Depuis les révélations de la rédaction du média Correctiv le 10 janvier 2024 sur une rencontre entre des représentants de la politique, de l’économie et de l’extrême droite, qui projettent, en cas de prise de pouvoir, de se débarrasser des migrant·e·s et des opposant·e·s politiques il ne se passe pas un week-end sans que des manifestations contre l’extrême droite, le racisme et l’AfD n’aient lieu dans les villes allemandes. D’où vient ce réveil, qui a tiré de sa léthargie de larges pans de la société, elle qui s’avère d’habitude plutôt impassible ? Qu’est-ce qui est venu rappeler qu’une démocratie digne de ce nom doit aussi être défendue contre les ennemi·e·s de la Constitution ?

Mieux vaut tard que jamais : la majorité silencieuse hausse enfin le ton

Ce ne sont pas les meurtres terroristes de droite du NSU, qui ont exécuté neuf migrant·e·s et une policière allemande entre 2000 et 2007. Ce n’est pas non plus la résolution ou le traitement lacunaire de ces crimes terroristes. Ils ont plutôt suscité d’autres questions, notamment sur l’utilisation douteuse d’hommes de confiance des renseignements (V-Männern) et le rôle, disons, malheureux de la protection des services de renseignement interne allemand, l’Office fédéral de protection de la constitution. Ce n’est pas l’assassinat de Walter Lübcke[1], motivé par des raisons politiques, exécuté de sang-froid par un extrémiste de droite. Ni non plus l’attentat de Hanau qui a constitué la goutte qui a fait déborder le vase. Ce ne sont pas les nombreux messages racistes et antisémites des membres des services de sécurité dans divers groupes de discussion sur Messenger. Ni l’accès du NSU 2.0 à des données sensibles sur les citoyen·ne·s. Pas plus que les menaces ou la violence à l’encontre d’élu·e·s locaux·ales. Ni les propos racistes et xénophobes restés impunis de différents politicien·ne·s de l’AfD lors de manifestations politiques, qui ont déclenché les manifestations actuelles.

Consigne A »
Reproduisez le passage de l'extrait sur les manifestations contre l'extrême droite en commençant aux mots « Depuis les révélations » et en vous arrêtant après « de la Constitution ? ».
Consigne B »
D'après l'extrait, à quelle date la rédaction du média Correctiv a-t-elle publié ses révélations ?
Consigne C »
Selon l'extrait, quel événement a lancé les manifestations qui ont lieu chaque week-end dans les villes allemandes ? Répondez en une à trois phrases.

Données fournies »
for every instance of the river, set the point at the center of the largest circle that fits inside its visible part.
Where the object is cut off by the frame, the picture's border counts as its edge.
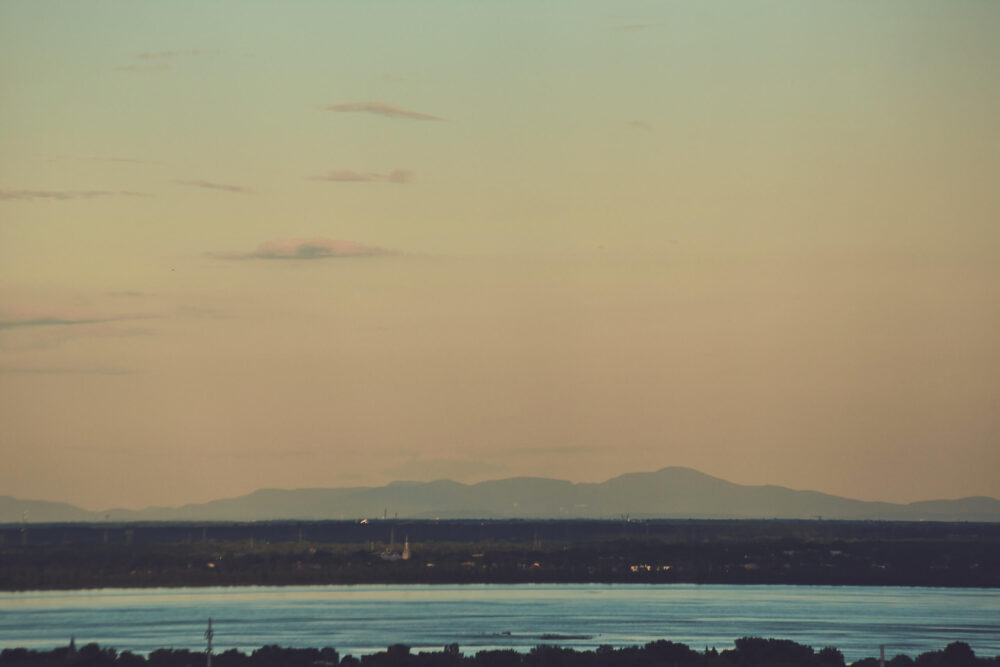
(364, 619)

Réponse rédigée A »
Depuis les révélations de la rédaction du média Correctiv le 10 janvier 2024 sur une rencontre entre des représentants de la politique, de l’économie et de l’extrême droite, qui projettent, en cas de prise de pouvoir, de se débarrasser des migrant·e·s et des opposant·e·s politiques il ne se passe pas un week-end sans que des manifestations contre l’extrême droite, le racisme et l’AfD n’aient lieu dans les villes allemandes. D’où vient ce réveil, qui a tiré de sa léthargie de larges pans de la société, elle qui s’avère d’habitude plutôt impassible ? Qu’est-ce qui est venu rappeler qu’une démocratie digne de ce nom doit aussi être défendue contre les ennemi·e·s de la Constitution ?

Réponse rédigée B »
Le 10 janvier 2024.

Réponse rédigée C »
Ces manifestations ont commencé après les révélations du média Correctiv, le 10 janvier 2024, sur une rencontre entre des représentants de la politique, de l'économie et de l'extrême droite. En cas de prise de pouvoir, ces participants projetaient de se débarrasser des migrant·e·s et des opposant·e·s politiques.